• Aim: Copy the rows below, substituting "in the same format as the example" for each occurrence of "shaped like the example" and leaving all other text unchanged.

Point placement records:
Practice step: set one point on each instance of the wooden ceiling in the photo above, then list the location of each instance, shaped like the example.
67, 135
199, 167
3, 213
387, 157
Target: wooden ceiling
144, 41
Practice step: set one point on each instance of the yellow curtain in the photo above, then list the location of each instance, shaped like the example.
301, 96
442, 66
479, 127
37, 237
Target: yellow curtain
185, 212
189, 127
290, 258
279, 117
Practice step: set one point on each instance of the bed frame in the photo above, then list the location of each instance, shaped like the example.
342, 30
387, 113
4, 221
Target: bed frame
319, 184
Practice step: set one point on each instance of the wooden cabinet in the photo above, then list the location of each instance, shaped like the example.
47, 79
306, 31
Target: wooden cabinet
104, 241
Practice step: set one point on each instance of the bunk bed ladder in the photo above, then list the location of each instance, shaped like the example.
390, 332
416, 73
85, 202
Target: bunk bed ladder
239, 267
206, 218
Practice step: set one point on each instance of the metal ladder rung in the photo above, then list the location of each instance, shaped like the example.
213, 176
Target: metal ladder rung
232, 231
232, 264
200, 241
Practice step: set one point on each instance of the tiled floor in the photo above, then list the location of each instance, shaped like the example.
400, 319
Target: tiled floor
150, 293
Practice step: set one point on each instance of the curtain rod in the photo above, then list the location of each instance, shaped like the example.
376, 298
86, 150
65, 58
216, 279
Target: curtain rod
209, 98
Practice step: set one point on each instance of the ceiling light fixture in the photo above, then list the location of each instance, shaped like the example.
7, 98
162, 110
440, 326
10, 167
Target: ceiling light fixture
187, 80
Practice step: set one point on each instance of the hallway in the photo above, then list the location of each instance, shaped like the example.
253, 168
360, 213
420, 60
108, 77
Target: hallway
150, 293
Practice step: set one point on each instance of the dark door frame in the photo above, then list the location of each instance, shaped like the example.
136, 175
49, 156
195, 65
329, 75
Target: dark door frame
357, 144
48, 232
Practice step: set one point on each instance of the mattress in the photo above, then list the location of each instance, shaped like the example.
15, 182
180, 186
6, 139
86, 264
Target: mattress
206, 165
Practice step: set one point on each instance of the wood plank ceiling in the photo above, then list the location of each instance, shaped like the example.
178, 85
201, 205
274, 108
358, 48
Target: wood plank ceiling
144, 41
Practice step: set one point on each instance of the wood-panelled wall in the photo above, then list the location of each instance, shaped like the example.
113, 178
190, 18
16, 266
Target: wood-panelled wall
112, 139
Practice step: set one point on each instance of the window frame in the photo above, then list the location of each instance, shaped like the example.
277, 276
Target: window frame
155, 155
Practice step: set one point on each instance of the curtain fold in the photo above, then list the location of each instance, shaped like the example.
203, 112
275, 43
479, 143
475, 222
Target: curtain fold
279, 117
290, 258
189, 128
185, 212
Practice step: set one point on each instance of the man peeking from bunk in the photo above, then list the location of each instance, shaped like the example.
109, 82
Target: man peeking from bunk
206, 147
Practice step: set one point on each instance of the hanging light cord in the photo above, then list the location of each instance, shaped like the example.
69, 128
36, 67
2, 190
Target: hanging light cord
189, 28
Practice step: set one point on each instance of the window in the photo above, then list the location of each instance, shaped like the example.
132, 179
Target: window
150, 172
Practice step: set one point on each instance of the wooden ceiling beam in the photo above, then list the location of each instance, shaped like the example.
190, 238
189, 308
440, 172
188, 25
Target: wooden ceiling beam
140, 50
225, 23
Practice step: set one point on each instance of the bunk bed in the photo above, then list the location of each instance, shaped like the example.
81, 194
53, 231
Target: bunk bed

• Result:
Practice step: set one point on each instance of the wooden ceiling in the photo above, then list the location of each instance, in the same format as the example.
67, 135
199, 167
3, 213
387, 157
Target: wooden ceiling
144, 41
Practice step: set one point on each instance of the yellow curtain in the photo above, then list the location of each instance, in the same format as the example.
301, 96
442, 66
479, 127
37, 237
Target: yellow curtain
185, 212
189, 127
290, 258
279, 117
Practice step: set one point on each instance of the bed frame in the photo above, then list the location of each instance, in the same format as the example.
342, 30
387, 113
4, 221
Target: bed frame
319, 184
Practice step: set one point on each instance of the wooden cabinet in the photo above, then list the location of each instance, in the same format as the example.
47, 79
306, 31
Target: wooden cabinet
104, 241
Practice step: set one point on each instance of the bunk bed ladder in the photo above, then list the location of each instance, in the same format as the example.
390, 332
416, 73
85, 202
Target: bunk bed ladder
239, 267
206, 218
Practice step: set one point on each instance of the metal ladder rung in the photo above, then list the location of each instance, in the same format as the example.
213, 176
Target: metal ladder rung
232, 231
232, 264
200, 241
Practice step: set one point on each instance of the tiled floor in the photo above, then list the location of each instance, in the same format as the example.
400, 319
Target: tiled floor
150, 293
Practice step: set one point on each instance of the curtain rod in the photo above, then list the location of each instance, in the same format as the example.
376, 298
86, 150
65, 58
216, 279
Target: curtain rod
209, 98
Practice step: set one point on each instance of the ceiling light fixture in the photo above, then list the location of each instance, in the same format as the example.
7, 98
162, 110
440, 326
10, 167
Target: ceiling light fixture
187, 80
Practice step: set one point on each instance of the hallway in the photo above, then list the location of each instance, in the same format as the example.
253, 168
360, 213
420, 60
108, 77
Target: hallway
150, 293
Practice step: set one point on each instance of the dark door frame in the photo above, then list the location of each instance, in the same format as the example.
136, 175
49, 156
195, 65
329, 75
Target: dark door frame
357, 144
48, 232
Practice step: set one point on each instance of the mattress in the photo above, then list the location of each instance, in the same format as the example.
15, 182
180, 186
6, 139
86, 264
Target: mattress
206, 165
Practice step: set one point on each instance of the wood plank ceiling in the photo above, then list the location of each instance, in the same format as the example.
178, 85
201, 205
274, 108
358, 48
Target: wood plank ceiling
144, 41
Practice step: set one point on each instance of the wood-panelled wall in the photo above, then list the location of each instance, in the same format as the example.
113, 178
190, 18
16, 266
Target: wood-panelled wall
112, 139
Practice step: set one point on each instance of the window frame in the photo above, then list the location of each instance, in the same format as the example.
277, 276
Target: window frame
155, 155
Practice step: set one point on each instance of the curtain fold in the photo above, then list the location of each instance, in the same format as the example.
203, 112
275, 43
479, 143
475, 222
Target: curtain fold
279, 117
290, 258
189, 128
185, 212
Practice step: set one point on each instance of the man peeking from bunk in the photo above, then list the location of each instance, in the same format as the example.
109, 82
Target: man peeking from bunk
206, 147
Practice step: set one point on each instance of the hanging light cord in the photo above, then list the location of each instance, in the same format as the example.
69, 128
36, 67
2, 190
Target: hanging light cord
189, 28
Practice step: set one point on each instance of the window in the photo above, then list the location of each instance, in the same format as the example.
132, 179
Target: window
150, 172
Practice step: set one point on each instance of the wooden ceiling beam in the photo above, then list the location of each instance, in the same format as the example.
190, 238
189, 308
440, 172
188, 25
Target: wooden ceiling beam
140, 50
225, 23
Practice step: set one point on each instance of the bunk bed in the photo above, then list the location of each instance, in the same format as the example.
81, 194
53, 231
Target: bunk bed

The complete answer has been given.